>> begin RECORD EXCERPTS
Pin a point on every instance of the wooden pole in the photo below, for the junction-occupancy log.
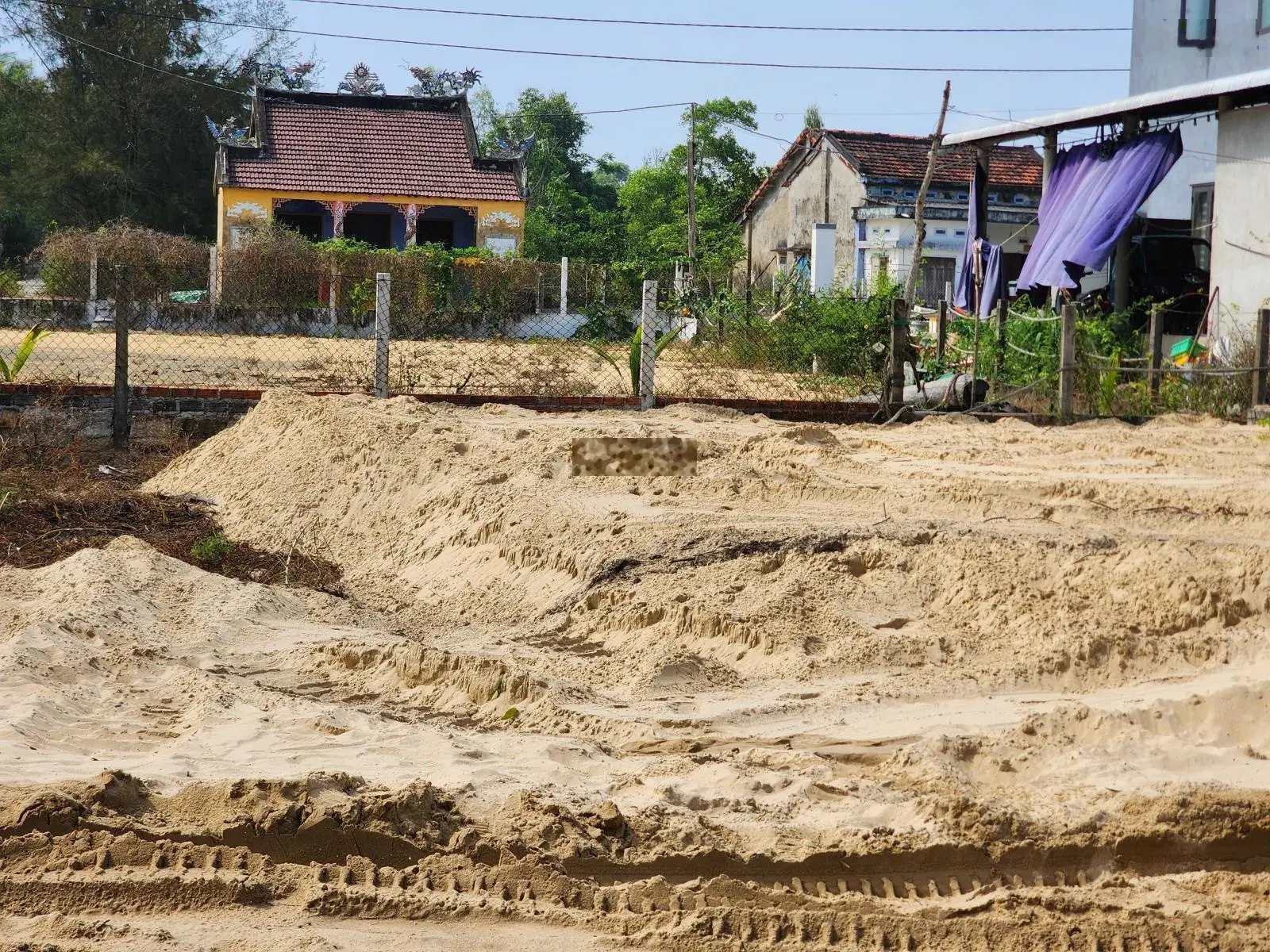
(749, 263)
(692, 190)
(999, 363)
(1124, 244)
(920, 211)
(941, 333)
(648, 347)
(1157, 348)
(383, 332)
(893, 397)
(1260, 374)
(120, 424)
(1067, 363)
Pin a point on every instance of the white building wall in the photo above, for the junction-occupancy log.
(1159, 63)
(1241, 226)
(895, 239)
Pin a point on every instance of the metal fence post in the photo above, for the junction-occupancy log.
(1000, 361)
(564, 287)
(941, 333)
(1067, 363)
(1157, 348)
(383, 298)
(1261, 376)
(122, 315)
(895, 389)
(648, 347)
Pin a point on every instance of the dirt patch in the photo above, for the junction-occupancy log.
(55, 501)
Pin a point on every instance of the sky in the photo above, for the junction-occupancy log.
(880, 102)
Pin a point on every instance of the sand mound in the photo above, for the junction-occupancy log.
(952, 685)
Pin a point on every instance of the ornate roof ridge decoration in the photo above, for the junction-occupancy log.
(267, 74)
(228, 133)
(361, 82)
(433, 83)
(514, 148)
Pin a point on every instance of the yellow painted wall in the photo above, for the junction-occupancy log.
(248, 206)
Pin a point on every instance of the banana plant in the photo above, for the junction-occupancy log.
(10, 372)
(637, 344)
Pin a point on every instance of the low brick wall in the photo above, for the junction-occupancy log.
(86, 412)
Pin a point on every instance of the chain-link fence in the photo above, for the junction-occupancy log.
(290, 314)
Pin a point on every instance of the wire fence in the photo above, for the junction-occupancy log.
(247, 319)
(1114, 370)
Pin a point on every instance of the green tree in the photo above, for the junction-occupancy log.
(121, 118)
(573, 206)
(654, 198)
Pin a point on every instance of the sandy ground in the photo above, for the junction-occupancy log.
(954, 685)
(483, 367)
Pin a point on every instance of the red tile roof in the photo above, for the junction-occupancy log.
(884, 156)
(368, 145)
(880, 155)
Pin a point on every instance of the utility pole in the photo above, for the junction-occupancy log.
(692, 192)
(920, 211)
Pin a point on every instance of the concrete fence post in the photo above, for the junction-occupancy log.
(564, 287)
(383, 332)
(1260, 374)
(214, 277)
(1067, 365)
(120, 425)
(1003, 346)
(648, 347)
(1157, 348)
(895, 389)
(941, 333)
>> end RECORD EXCERPTS
(EXERCISE DIRECTIONS)
Please repeat the records starting with the line containing "Pin a point on every instance of the yellow" and going on through the end of the records, with "junction-occupancy log" renamed to "intersection survey" and everything else left as it is.

(THE OUTPUT)
Pin a point on every instance of the yellow painted wall in the photo above, for the intersection survey.
(248, 206)
Pin a point on every instance of the banana plant in the photo above, for the intersection survey.
(10, 372)
(637, 344)
Pin a point on every instance of the low brick wall in the photo above, for the intersection survey.
(86, 412)
Pin a point on every instance of the chain-link fence in the photo above, for the intersection survey.
(290, 314)
Pin a point on every instance of the wire fence in the photo above, for the intersection survey.
(247, 319)
(1114, 370)
Pin a point on every instance of the green tree in the photo above, for the intersection survey.
(121, 118)
(573, 206)
(654, 198)
Pin a point on every instance of the sandy ground in the photo above, for the intersection survey.
(954, 685)
(483, 367)
Pin a point on every instance of the red tile roof in the photo above, for the intersection survey.
(884, 156)
(368, 145)
(880, 155)
Pin a point on every instance of the utility pole in the photo above, for the intersection survey.
(692, 192)
(920, 211)
Pin a point on every instance of the concrete fence post in the photo above, for the intersection survey.
(564, 287)
(383, 332)
(1260, 374)
(214, 277)
(1067, 365)
(120, 425)
(1003, 346)
(648, 347)
(1157, 348)
(895, 389)
(941, 333)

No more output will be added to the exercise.